Answer these questions using the post below on helping small businesses during COVID-19:
1. What is Rafael Baptista's job title?
2. What show is he watching, and on which service?
3. About how many Americans have filed for unemployment insurance?

**Given text:**
━━━
Helping Small Businesses During COVID-19

Posted on April 14, 2020

shop local

Today’s Buzz is brought to you by Rafael Baptista, Senior Manager for Community Economic Development for the City of Raleigh, NC. You can connect with him on Twitter and LinkedIn.

What I am Reading: Deciding what to read next!

What I am Listening to: Latin Hits playlist on Amazon Music

What I am Watching: Boy Meets World on Disney Plus

In addition to the public health impact, COVID-19 is having a massive economic impact in our communities, especially on small businesses and its employees. About 17 million Americans have filed for unemployment insurance and many small businesses have had to close, some temporarily and others permanently. In today’s post, I’ll discuss the importance of small businesses and their short-term needs associated with the impacts of COVID-19.
━━━
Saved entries
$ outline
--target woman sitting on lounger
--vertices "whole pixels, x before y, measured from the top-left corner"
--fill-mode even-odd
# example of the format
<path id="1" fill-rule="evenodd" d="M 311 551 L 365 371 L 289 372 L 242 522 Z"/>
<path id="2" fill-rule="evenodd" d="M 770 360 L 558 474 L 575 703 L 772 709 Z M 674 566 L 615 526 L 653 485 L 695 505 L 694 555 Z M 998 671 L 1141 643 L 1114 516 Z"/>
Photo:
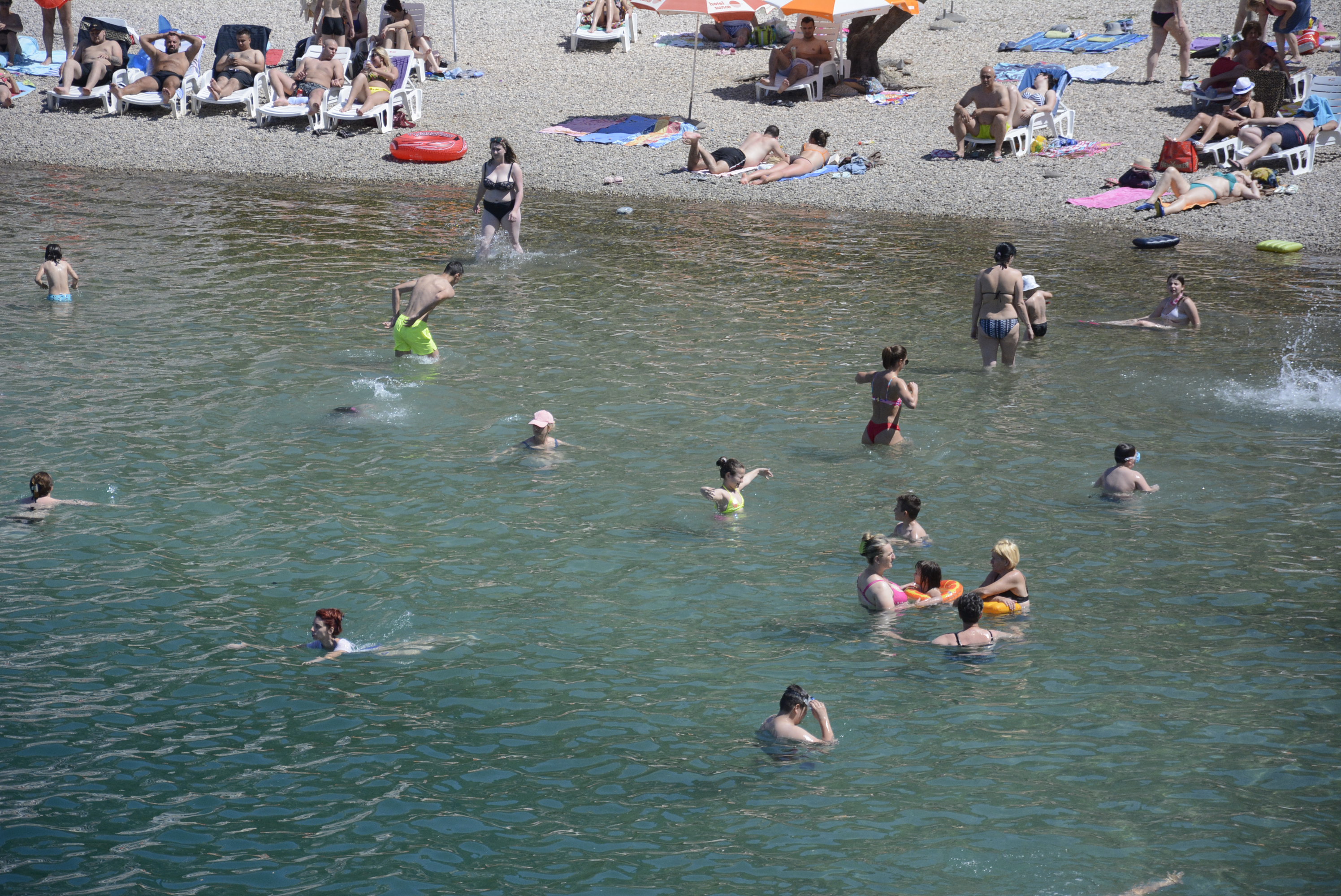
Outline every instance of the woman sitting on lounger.
<path id="1" fill-rule="evenodd" d="M 374 109 L 392 98 L 392 86 L 398 74 L 392 63 L 392 54 L 378 47 L 363 63 L 363 71 L 354 78 L 354 83 L 349 89 L 349 102 L 341 106 L 339 111 L 347 113 L 354 107 L 354 103 L 363 103 L 358 107 L 358 114 L 371 114 Z"/>
<path id="2" fill-rule="evenodd" d="M 1010 94 L 1010 126 L 1022 127 L 1037 111 L 1053 111 L 1057 109 L 1057 78 L 1046 71 L 1038 72 L 1034 86 L 1019 90 L 1015 85 L 1007 85 Z"/>
<path id="3" fill-rule="evenodd" d="M 829 162 L 829 131 L 818 127 L 810 131 L 810 142 L 802 145 L 799 156 L 790 156 L 786 165 L 774 165 L 767 170 L 748 172 L 742 184 L 771 184 L 783 177 L 798 177 L 818 170 Z"/>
━━━
**Solution below:**
1. Senior Manager for Community Economic Development for the City of Raleigh, NC
2. Boy Meets World on Disney Plus
3. About 17 million